Start of RECORDS TO USE

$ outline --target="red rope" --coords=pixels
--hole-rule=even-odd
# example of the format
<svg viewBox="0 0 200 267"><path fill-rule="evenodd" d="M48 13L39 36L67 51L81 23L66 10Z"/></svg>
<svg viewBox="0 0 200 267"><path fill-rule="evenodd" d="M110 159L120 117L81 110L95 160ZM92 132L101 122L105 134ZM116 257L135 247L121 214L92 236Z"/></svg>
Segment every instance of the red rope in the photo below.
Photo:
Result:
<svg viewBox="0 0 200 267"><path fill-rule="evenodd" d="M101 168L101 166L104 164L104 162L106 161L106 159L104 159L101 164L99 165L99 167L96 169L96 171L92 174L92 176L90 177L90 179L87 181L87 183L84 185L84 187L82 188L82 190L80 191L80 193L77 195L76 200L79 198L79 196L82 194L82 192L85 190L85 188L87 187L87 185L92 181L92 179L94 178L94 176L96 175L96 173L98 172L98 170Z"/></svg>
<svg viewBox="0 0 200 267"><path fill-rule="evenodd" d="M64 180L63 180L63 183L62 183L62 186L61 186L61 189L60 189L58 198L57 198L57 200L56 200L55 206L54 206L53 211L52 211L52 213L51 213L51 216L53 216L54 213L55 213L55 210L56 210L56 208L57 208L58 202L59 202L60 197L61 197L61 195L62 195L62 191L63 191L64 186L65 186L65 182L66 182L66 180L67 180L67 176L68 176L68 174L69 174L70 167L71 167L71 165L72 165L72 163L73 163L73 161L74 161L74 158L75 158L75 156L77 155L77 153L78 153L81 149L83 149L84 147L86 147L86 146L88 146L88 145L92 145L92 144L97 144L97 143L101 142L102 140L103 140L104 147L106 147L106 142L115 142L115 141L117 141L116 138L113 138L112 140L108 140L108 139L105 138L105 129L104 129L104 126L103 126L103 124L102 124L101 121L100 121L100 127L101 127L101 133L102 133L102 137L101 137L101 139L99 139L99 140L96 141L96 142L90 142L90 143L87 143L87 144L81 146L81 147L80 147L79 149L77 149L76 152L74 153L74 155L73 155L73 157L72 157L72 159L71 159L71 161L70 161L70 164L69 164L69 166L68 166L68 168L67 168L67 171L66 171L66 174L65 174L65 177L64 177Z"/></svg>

End of RECORDS TO USE

*WHAT YOU WILL DO*
Extract every line of the entries above and reproduce each one unchanged.

*IN RESPONSE*
$ outline --target="red rope" --coords=pixels
--hole-rule=even-odd
# example of the format
<svg viewBox="0 0 200 267"><path fill-rule="evenodd" d="M48 13L39 36L67 51L81 23L66 10Z"/></svg>
<svg viewBox="0 0 200 267"><path fill-rule="evenodd" d="M110 159L120 117L81 110L95 160ZM92 132L101 122L105 134ZM116 257L135 247L121 214L92 236Z"/></svg>
Segment every instance of the red rope in the photo below.
Photo:
Result:
<svg viewBox="0 0 200 267"><path fill-rule="evenodd" d="M101 168L101 166L104 164L104 162L106 161L106 159L104 159L101 164L99 165L99 167L96 169L96 171L92 174L92 176L90 177L90 179L87 181L87 183L84 185L84 187L82 188L82 190L80 191L80 193L77 195L76 200L79 198L79 196L82 194L82 192L85 190L85 188L87 187L87 185L92 181L92 179L94 178L94 176L96 175L96 173L98 172L98 170Z"/></svg>
<svg viewBox="0 0 200 267"><path fill-rule="evenodd" d="M64 180L63 180L63 183L62 183L62 186L61 186L61 189L60 189L58 198L57 198L57 200L56 200L55 206L54 206L53 211L52 211L52 213L51 213L51 216L53 216L54 213L55 213L55 210L56 210L56 208L57 208L58 202L59 202L60 197L61 197L61 195L62 195L62 191L63 191L64 186L65 186L65 182L66 182L66 180L67 180L67 176L68 176L68 174L69 174L70 167L71 167L71 165L72 165L72 163L73 163L73 161L74 161L74 158L75 158L75 156L77 155L77 153L78 153L81 149L83 149L84 147L86 147L86 146L88 146L88 145L92 145L92 144L97 144L97 143L101 142L102 140L103 140L104 147L106 147L106 142L115 142L115 141L117 141L116 138L113 138L112 140L108 140L108 139L105 138L105 129L104 129L104 126L103 126L103 124L102 124L101 121L100 121L100 127L101 127L101 133L102 133L102 137L101 137L101 139L99 139L99 140L96 141L96 142L90 142L90 143L87 143L87 144L81 146L81 147L80 147L79 149L77 149L76 152L74 153L74 155L73 155L73 157L72 157L72 159L71 159L71 161L70 161L70 164L69 164L69 166L68 166L68 168L67 168L67 171L66 171L66 174L65 174L65 177L64 177Z"/></svg>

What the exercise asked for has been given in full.